→ **Given request**: Write out the data again exactly, skipping every picture.

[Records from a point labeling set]
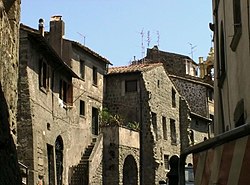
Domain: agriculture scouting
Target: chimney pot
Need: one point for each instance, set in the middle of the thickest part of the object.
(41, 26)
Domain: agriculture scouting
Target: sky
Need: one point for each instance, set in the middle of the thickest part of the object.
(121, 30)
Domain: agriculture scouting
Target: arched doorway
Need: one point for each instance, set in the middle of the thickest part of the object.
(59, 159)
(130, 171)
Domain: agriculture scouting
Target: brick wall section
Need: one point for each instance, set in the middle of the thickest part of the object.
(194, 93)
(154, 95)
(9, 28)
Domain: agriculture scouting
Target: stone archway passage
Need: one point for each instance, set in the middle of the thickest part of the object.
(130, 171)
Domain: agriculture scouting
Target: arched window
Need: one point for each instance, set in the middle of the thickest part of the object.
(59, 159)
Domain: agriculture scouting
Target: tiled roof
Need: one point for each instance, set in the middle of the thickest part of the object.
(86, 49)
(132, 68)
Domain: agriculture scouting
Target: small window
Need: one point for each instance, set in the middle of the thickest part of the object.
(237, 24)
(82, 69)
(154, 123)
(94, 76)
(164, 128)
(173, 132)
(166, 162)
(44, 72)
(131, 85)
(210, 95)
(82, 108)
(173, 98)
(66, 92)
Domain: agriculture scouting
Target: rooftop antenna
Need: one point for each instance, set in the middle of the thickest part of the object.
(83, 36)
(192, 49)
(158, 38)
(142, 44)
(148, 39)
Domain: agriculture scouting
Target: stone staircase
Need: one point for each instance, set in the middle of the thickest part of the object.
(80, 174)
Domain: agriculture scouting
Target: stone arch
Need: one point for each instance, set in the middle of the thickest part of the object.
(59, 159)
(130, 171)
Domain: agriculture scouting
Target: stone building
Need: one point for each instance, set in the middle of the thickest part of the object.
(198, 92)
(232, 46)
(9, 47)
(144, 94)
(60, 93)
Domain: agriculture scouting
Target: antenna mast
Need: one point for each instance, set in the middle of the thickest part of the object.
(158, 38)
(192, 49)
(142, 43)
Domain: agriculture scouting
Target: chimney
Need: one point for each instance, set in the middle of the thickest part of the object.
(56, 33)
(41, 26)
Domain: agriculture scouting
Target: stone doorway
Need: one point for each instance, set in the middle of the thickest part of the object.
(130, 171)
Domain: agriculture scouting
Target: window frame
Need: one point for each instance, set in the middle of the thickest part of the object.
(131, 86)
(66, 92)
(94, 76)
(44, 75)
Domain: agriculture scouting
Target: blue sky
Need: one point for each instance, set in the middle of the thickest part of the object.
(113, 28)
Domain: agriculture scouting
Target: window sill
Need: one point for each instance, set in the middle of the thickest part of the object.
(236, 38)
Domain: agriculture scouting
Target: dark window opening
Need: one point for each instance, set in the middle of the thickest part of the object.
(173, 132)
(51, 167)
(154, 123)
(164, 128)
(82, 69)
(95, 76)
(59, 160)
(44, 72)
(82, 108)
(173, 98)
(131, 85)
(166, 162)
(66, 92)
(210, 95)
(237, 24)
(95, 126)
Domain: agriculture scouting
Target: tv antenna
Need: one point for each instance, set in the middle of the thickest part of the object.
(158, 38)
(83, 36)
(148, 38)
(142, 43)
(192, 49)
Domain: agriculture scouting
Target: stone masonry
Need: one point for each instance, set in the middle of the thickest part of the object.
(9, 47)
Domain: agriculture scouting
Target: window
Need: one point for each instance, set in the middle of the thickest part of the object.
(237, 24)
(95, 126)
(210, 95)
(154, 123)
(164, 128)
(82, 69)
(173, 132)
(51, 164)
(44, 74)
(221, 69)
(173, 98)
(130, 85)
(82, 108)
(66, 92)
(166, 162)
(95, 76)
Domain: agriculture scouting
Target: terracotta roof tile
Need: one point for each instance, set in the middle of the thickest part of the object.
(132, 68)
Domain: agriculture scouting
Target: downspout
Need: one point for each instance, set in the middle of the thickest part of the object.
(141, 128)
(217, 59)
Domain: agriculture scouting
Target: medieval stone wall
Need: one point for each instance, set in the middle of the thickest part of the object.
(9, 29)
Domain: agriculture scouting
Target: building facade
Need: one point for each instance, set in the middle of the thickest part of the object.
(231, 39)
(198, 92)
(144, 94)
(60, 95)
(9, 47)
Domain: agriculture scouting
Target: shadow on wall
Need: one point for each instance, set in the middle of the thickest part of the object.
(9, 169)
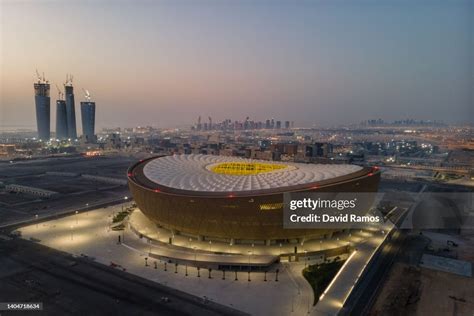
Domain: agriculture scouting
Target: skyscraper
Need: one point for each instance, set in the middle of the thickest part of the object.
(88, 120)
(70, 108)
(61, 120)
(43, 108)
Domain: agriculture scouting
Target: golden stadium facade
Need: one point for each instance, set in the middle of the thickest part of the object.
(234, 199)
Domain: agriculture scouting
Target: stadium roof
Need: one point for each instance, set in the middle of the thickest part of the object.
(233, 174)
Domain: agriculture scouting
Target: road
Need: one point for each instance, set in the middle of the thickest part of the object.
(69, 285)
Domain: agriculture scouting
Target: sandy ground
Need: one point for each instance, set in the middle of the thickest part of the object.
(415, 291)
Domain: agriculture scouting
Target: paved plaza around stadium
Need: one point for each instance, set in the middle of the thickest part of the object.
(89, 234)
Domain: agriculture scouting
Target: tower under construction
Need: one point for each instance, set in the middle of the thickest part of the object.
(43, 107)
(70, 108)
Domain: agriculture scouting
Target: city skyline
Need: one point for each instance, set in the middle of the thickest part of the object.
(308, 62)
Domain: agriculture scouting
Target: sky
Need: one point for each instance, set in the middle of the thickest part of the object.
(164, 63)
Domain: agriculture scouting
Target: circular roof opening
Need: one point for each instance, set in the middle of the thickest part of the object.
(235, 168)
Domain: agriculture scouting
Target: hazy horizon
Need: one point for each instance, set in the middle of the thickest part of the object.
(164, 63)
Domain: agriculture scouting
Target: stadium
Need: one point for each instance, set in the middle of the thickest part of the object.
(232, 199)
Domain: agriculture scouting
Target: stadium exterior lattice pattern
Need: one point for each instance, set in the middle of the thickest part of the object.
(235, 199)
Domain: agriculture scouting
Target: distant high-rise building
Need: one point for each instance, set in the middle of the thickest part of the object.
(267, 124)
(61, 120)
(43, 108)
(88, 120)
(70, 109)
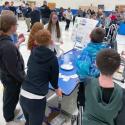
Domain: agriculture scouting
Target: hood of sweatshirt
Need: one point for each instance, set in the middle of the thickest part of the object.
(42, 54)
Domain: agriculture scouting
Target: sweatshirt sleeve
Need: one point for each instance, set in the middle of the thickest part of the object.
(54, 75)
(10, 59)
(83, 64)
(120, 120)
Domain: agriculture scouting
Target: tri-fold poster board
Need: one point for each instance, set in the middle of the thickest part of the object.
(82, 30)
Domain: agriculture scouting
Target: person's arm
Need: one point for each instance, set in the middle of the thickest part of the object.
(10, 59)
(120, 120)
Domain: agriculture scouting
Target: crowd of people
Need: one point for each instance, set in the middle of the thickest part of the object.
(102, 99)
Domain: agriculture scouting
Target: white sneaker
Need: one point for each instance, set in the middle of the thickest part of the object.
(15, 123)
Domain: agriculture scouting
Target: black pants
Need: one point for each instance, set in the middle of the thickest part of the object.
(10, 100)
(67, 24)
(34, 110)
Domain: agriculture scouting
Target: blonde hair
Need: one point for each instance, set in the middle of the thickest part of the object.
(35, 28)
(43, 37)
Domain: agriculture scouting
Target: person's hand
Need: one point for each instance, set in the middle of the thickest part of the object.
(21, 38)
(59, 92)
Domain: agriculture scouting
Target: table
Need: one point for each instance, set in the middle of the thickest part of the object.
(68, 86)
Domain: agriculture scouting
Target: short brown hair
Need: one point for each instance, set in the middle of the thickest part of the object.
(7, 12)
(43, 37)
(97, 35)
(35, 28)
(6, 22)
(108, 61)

→ **Result**:
Domain: agriculture scouting
Target: chimney pot
Need: one point for each instance, set in the middle of the thickest part of the object.
(41, 26)
Domain: agriculture scouting
Target: sky
Need: one point for each instance, set in the middle of the thickest part of the object.
(121, 30)
Domain: agriculture scouting
Target: arched doorway
Need: one point for each instance, set in the middle of the thickest part of the object.
(59, 159)
(130, 171)
Domain: agriculture scouting
Target: brick wall section
Need: one point for each instance, set in the middle of the thickest part of the object.
(194, 93)
(154, 95)
(9, 28)
Domain: agriculture scouting
Target: stone archway passage
Need: one point for each instance, set in the middle of the thickest part of the object.
(130, 171)
Domain: agriculture scouting
Target: arched window
Need: one point for each instance, set in the middle of the thickest part of the object.
(59, 159)
Domain: agriculture scouting
Target: tiled roof
Need: one point for each instance, set in the middle of the thickest part of the object.
(86, 49)
(132, 68)
Domain: agriculture scouting
Target: small window
Need: one point for each instance, set in the middle of the thickest part of the object.
(237, 24)
(82, 69)
(154, 123)
(94, 76)
(164, 128)
(173, 132)
(166, 162)
(44, 72)
(131, 85)
(210, 95)
(82, 108)
(173, 98)
(66, 92)
Domain: agriculture scouting
Target: rooftop antenna
Need: one point for each instance, set in the middle of the thickest part of the object.
(83, 36)
(192, 49)
(158, 38)
(142, 44)
(148, 39)
Domain: agriculture scouting
Target: stone staircase
Need: one point for each instance, set in the middle of the thickest part of the object.
(80, 174)
Domain: agriculture scouting
Target: stone arch
Need: one point for each instance, set in the middle of the thickest part of the object.
(59, 159)
(130, 171)
Domain: agriculture scouting
Target: stone building
Need: one point for each instance, set in the middle of the thickest part of the object.
(198, 92)
(232, 46)
(9, 47)
(144, 94)
(60, 93)
Domain: agriculture scouting
Target: antenna mast
Need: one point for each instance, set in the middle of the thickest part of the object.
(158, 38)
(192, 49)
(142, 43)
Domain: agriculture scouting
Target: chimney
Need: one point for each instance, set in the middle of the thickest part of the object.
(56, 33)
(41, 26)
Domain: agriculture scouting
Target: stone doorway
Need: one point for each instance, set in the middle of the thickest part of the object.
(130, 171)
Domain: agriculture scouting
Target: window frame
Need: one point for each instance, set in the middle of the thickest part of the object.
(131, 86)
(66, 92)
(94, 76)
(44, 75)
Domain: agriculture scouting
Target: blue sky
Need: one point for each instance, set in the middle of the thickest part of the object.
(113, 28)
Domain: agriculture scouting
Target: window sill
Need: one point for each instance, set in the middle of the thickest part of the object.
(236, 38)
Domain: agriculture scouting
Target: dark window opening
Need: one point for each instance, set in the middle of the thickest part of the object.
(173, 132)
(51, 167)
(154, 123)
(164, 128)
(82, 69)
(95, 76)
(59, 160)
(44, 72)
(82, 108)
(173, 98)
(131, 85)
(166, 162)
(66, 92)
(210, 95)
(237, 24)
(95, 126)
Domain: agriculture scouting
Target: tv antenna
Need: one point for each instance, set in the middle of the thickest part of the object.
(158, 38)
(83, 36)
(148, 38)
(142, 43)
(192, 49)
Domain: agriculture scouting
Target: stone masonry
Need: one point for each instance, set in the middle of the thickest part of the object.
(9, 47)
Domain: agriculture scouting
Target: window
Need: one point for each instance, set in the middle of the thickest part of the object.
(237, 24)
(95, 126)
(210, 95)
(154, 123)
(164, 128)
(82, 69)
(173, 132)
(51, 164)
(44, 74)
(221, 69)
(173, 98)
(130, 85)
(82, 108)
(66, 92)
(166, 162)
(95, 76)
Domain: agriculture scouting
Target: terracotta roof tile
Need: one point for each instance, set in the middle of the thickest part of the object.
(132, 68)
Domain: agriculture scouting
Target: downspout
Need: one point for each instance, set in the middle of the thickest part of the object.
(141, 128)
(217, 59)
Domain: agriculture scouting
Target: medieval stone wall
Need: one point for each instance, set in the middle of the thickest part of the object.
(9, 29)
Domain: agriculture scouting
Target: building facade
Need: one point for each instance, set in the middle of the thickest part of the object.
(231, 39)
(198, 92)
(144, 94)
(60, 95)
(9, 47)
Domain: agriculture scouting
Target: shadow on wall
Need: one point for each instance, set in the middle of the thickest part of the object.
(9, 169)
Domain: agriculture scouting
Target: skyscraper
Need: one point for each instance, set in the middle of the thickest part of the object.
(88, 120)
(70, 108)
(61, 120)
(43, 108)
Domain: agriculture scouting
Target: golden stadium facade
Need: one point for each instance, set in the middle of the thickest part of the object.
(234, 199)
Domain: agriculture scouting
Target: stadium roof
Need: one point for each instance, set in the middle of the thickest part of the object.
(233, 174)
Domain: agriculture scouting
Target: road
Need: one point for each instance, set in the middle of the thickest part of the object.
(69, 285)
Domain: agriculture scouting
Target: sandy ground
Need: one point for each instance, set in the middle of the thickest part of the object.
(415, 291)
Domain: agriculture scouting
Target: paved plaza around stadium
Need: one point for each instance, set in the middle of the thickest part of the object.
(89, 234)
Domain: agriculture scouting
Target: tower under construction
Need: one point for each instance, set in the middle of the thickest part of the object.
(43, 107)
(70, 108)
Domain: agriculture scouting
Target: city skyline
Need: one point for each instance, set in the middle of the thickest part of the object.
(308, 62)
Domain: agriculture scouting
Target: sky
Need: one point for each instance, set in the middle of the thickest part of the object.
(164, 63)
Domain: agriculture scouting
Target: circular roof opening
Need: one point for each instance, set in the middle of the thickest part of the object.
(235, 168)
Domain: agriculture scouting
Target: hazy horizon
Need: one point for each instance, set in the middle of the thickest part of the object.
(164, 63)
Domain: agriculture scouting
Target: stadium
Need: one point for each instance, set in the middle of the thickest part of the object.
(232, 199)
Domain: agriculture scouting
Target: stadium exterior lattice pattern
Need: one point for each instance, set in the middle of the thickest part of the object.
(235, 199)
Domain: agriculture scouting
Target: distant high-rise building
Need: one point for each instance, set in the middle of the thickest part of the object.
(267, 124)
(61, 120)
(43, 108)
(88, 120)
(70, 109)
Domain: agriculture scouting
Target: hood of sweatshirt
Need: one point for each instance, set in the middle of the thickest part of the object.
(42, 54)
Domain: agriculture scouting
Target: sweatshirt sleeve
Need: one point for each instance, set in the middle of the thickest part of the object.
(54, 75)
(10, 59)
(83, 64)
(120, 120)
Domain: agriculture scouting
Target: tri-fold poster board
Need: one point for each instance, set in the middle of the thickest part of the object.
(82, 30)
Domain: agriculture scouting
Target: person's arm
Need: one point for each instance, set in the middle of the thickest part of the object.
(10, 59)
(120, 120)
Domain: agriculture scouting
Target: crowd of people
Need: one point for each instance, set in the middle of the thickest part of the object.
(102, 99)
Domain: agriculture scouting
Target: white sneaker
Need: one point for each instance, set in the middle of the thickest part of the object.
(15, 123)
Domain: agriculture scouting
Target: black pants
Need: one point for each instance, set in the middle of the thickest part of the object.
(10, 100)
(67, 24)
(34, 110)
Domain: agriculture scouting
Target: blonde hair
Need: one point for each instance, set in the middle of the thickest part of the object.
(35, 28)
(43, 37)
Domain: agriculture scouting
Target: person's hand
Need: one point for each instance, set in the middle of the thickest part of the object.
(21, 38)
(59, 92)
Domain: agriculture scouting
Target: table
Need: one point for each instance, set in the middle of the thickest part of the object.
(68, 86)
Domain: agriculture scouting
Target: short brown hair
Need: one point for each instance, set in the middle of the thickest part of the object.
(7, 12)
(43, 37)
(97, 35)
(35, 28)
(6, 22)
(108, 61)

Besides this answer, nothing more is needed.